## Description of the task
Return each row below that contains the word "positive". Case counts.

## Dataset records
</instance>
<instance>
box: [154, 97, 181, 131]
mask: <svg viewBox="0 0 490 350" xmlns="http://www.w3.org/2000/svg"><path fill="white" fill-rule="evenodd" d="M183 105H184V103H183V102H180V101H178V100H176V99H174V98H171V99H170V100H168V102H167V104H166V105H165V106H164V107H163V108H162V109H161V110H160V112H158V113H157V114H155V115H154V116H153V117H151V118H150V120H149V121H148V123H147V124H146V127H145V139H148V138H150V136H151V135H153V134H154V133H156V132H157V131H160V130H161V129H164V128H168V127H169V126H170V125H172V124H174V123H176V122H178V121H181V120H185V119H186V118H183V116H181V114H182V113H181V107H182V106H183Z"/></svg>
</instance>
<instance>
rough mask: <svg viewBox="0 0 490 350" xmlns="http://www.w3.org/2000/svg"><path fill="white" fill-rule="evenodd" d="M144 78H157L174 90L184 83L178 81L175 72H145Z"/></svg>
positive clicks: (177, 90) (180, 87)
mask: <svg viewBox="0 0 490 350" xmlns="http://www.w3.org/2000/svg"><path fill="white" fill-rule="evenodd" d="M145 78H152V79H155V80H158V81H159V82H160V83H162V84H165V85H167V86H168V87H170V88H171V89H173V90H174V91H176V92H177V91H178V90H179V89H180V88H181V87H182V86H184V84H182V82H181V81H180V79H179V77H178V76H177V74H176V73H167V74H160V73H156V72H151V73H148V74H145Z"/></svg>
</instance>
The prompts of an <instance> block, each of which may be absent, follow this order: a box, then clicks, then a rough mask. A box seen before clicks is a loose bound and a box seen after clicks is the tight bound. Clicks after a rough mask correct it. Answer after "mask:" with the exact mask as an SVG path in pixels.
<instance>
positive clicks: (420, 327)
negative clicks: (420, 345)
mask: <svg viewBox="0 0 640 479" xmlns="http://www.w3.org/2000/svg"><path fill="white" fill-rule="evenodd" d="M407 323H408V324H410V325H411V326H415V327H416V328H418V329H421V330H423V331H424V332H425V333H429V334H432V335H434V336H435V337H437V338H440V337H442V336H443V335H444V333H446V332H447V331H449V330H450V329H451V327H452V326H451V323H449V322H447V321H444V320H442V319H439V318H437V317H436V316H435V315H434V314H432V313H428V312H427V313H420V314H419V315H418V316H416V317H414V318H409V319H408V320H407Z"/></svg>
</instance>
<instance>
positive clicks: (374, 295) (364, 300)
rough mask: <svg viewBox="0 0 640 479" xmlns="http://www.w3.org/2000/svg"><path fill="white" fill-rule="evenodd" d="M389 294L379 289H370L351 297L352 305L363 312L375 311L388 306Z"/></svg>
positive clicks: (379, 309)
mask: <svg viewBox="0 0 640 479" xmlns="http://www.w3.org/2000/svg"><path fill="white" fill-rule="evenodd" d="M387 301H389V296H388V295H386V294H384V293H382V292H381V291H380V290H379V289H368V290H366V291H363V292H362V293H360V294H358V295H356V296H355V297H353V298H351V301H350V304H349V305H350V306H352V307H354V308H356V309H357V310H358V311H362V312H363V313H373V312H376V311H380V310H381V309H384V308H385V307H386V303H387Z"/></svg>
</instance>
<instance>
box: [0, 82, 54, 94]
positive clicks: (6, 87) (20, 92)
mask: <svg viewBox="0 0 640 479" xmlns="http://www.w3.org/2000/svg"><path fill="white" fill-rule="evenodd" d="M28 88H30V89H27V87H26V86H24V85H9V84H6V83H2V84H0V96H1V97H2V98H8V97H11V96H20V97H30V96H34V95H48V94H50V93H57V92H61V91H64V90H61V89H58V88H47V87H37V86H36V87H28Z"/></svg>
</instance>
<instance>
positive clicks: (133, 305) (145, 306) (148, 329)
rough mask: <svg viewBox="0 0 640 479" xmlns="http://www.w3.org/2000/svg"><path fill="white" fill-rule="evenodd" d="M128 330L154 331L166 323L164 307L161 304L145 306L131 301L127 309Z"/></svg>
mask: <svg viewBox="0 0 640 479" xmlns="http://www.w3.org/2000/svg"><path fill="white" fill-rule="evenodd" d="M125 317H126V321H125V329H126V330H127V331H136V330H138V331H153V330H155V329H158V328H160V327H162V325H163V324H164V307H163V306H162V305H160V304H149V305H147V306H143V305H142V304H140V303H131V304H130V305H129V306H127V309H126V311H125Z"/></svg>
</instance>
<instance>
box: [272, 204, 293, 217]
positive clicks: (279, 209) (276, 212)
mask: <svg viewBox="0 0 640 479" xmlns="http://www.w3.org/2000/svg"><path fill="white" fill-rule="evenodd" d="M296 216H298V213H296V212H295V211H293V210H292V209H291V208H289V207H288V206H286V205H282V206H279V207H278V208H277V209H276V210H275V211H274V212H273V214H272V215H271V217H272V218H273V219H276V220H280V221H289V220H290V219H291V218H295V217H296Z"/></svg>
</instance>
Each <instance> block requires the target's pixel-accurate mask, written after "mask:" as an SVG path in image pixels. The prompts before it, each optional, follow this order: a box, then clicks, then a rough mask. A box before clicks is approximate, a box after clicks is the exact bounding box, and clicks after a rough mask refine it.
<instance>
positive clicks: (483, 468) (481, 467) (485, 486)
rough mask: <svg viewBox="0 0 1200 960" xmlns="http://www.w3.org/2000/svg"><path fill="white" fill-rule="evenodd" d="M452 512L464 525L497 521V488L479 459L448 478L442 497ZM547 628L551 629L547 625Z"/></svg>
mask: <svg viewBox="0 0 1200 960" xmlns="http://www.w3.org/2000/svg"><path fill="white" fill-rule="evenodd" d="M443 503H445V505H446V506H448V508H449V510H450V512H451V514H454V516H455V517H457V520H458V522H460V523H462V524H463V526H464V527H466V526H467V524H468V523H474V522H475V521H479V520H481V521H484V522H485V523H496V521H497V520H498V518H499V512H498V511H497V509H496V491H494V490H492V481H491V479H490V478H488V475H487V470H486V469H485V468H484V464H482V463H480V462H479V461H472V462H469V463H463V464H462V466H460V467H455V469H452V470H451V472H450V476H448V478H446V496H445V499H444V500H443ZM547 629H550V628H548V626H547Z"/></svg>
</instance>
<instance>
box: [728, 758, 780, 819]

## Task answer
positive clicks: (177, 90) (180, 87)
positive clicks: (420, 327)
positive clicks: (374, 295) (364, 300)
positive clicks: (379, 309)
positive clicks: (6, 87) (20, 92)
positive clicks: (133, 305) (145, 306) (148, 329)
positive clicks: (279, 209) (276, 212)
positive clicks: (483, 468) (481, 467) (485, 486)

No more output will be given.